• _Consigne 1_:
Pour chaque affirmation, indiquez si elle correspond au passage sur l'accueil des réfugiés (oui ou non), en citant les mots du passage qui tranchent.
(a) L'enveloppe proposée s'élève à trois millions d'euros.
(b) Le lycée Paul-Valéry de Menton héberge toujours des réfugiés.
(c) M.V. trouve acceptable l'idée d'un statut de réfugié de guerre.
• _Consigne 2_:
Répondez brièvement à ces questions sur le passage sur l'accueil des réfugiés.
(a) Quelles villes ont déjà répondu favorablement ?
(b) Qui ces gens et ces enfants fuient-ils ?
(c) Qui avait pris le pouvoir en Espagne, d'après l'exemple des Espagnols fuyant la guerre civile ?
• _Consigne 3_:
Reproduisez sans rien changer le passage sur l'accueil des réfugiés entre "Pensez-vous que les" et "se hérissent ?", ces deux extraits compris.

• _Passage du texte_:
________

M.V. : Je proposerai lundi de voter la création d’une enveloppe de trois millions d’euros pour aider les associations humanitaires, que j’ai déjà rencontrées, à héberger et aider ces réfugiés. Cet argent servira aux maires qui en auront besoin. Certains ont déjà répondu favorablement comme à Martigues, Arles, Avignon ou Mouans-Sarthoux. Nous sommes dans la continuité de l’ouverture, cet été, du lycée Paul-Valéry à Menton. Il a été rendu aux élèves et d’autres structures prennent le relais. On peut aussi aider des étudiants avec des bourses.

Pensez-vous que les collectivités locales vous suivront ?
M.V. : Je pense que leur solidarité sera à la hauteur de la patrie des droits de l’Homme. Il s’agit de relever le défi de la morale. On ne demande pas ses papiers à quelqu’un qui se noie. On le sort d’abord de l’eau. Puis on lui donne à boire et à manger, on le soigne. Et ensuite on voit quelle est sa situation. On ne peut pas laisser mourir ces gens et ces enfants qui fuient les terroristes au Moyen-Orient.

Comment réagissez-vous aux images provenant de Hongrie et de Macédoine, de ces frontières qui se hérissent ?
M.V. : Il faut que cela cesse, évidemment. Que cela ne nourrisse pas le racisme et le rejet. Dans ce contexte, l’idée de Nicolas Sarkozy de proposer un statut de réfugié de guerre est inacceptable. Si on l’avait fait avec les Espagnols fuyant la guerre civile, que se serait-il passé une fois rentrés chez eux où Franco avait pris le pouvoir ? Ils auraient été fusillés sur place. La République doit faire pareil avec les Syriens. On ne sait pas quand cela va finir. On ne peut pas les renvoyer comme ça.

________

• _Données_:
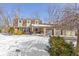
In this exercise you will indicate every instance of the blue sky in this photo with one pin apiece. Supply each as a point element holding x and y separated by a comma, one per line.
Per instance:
<point>28,10</point>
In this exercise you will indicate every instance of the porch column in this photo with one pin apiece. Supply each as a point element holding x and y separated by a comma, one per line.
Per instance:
<point>44,31</point>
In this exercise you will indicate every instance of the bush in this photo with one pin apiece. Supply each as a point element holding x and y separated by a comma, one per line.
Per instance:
<point>11,30</point>
<point>58,47</point>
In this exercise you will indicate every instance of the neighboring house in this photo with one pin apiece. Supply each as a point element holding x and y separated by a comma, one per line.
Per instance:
<point>35,26</point>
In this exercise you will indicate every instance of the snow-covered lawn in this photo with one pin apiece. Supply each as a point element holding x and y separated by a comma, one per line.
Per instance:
<point>24,45</point>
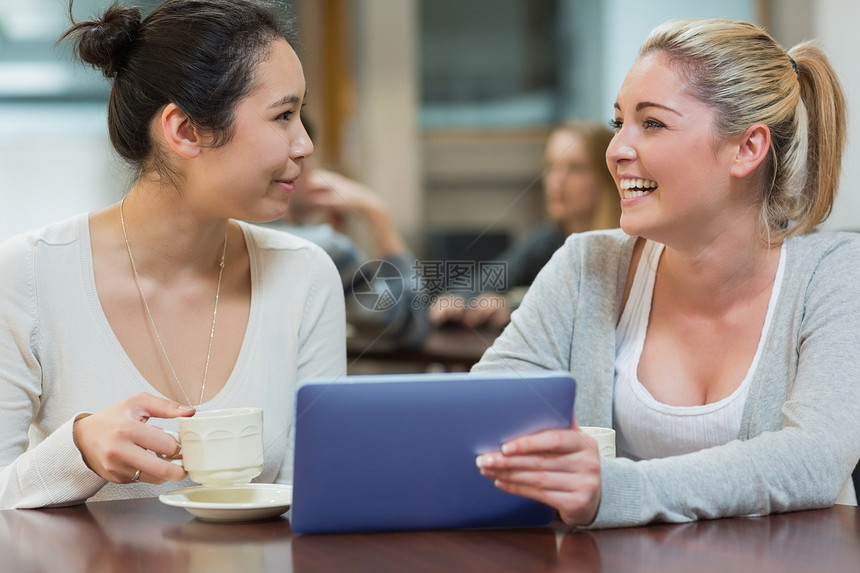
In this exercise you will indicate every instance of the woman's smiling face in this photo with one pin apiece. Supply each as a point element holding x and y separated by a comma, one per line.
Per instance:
<point>671,169</point>
<point>255,172</point>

________

• _Réponse 1_:
(a) Oui : « la création d’une enveloppe de trois millions d’euros »
(b) Non : « Il a été rendu aux élèves et d’autres structures prennent le relais »
(c) Non : « l’idée de Nicolas Sarkozy de proposer un statut de réfugié de guerre est inacceptable »

• _Réponse 2_:
(a) Martigues, Arles, Avignon et Mouans-Sarthoux.
(b) Les terroristes au Moyen-Orient.
(c) Franco.

• _Réponse 3_:
Pensez-vous que les collectivités locales vous suivront ?
M.V. : Je pense que leur solidarité sera à la hauteur de la patrie des droits de l’Homme. Il s’agit de relever le défi de la morale. On ne demande pas ses papiers à quelqu’un qui se noie. On le sort d’abord de l’eau. Puis on lui donne à boire et à manger, on le soigne. Et ensuite on voit quelle est sa situation. On ne peut pas laisser mourir ces gens et ces enfants qui fuient les terroristes au Moyen-Orient.

Comment réagissez-vous aux images provenant de Hongrie et de Macédoine, de ces frontières qui se hérissent ?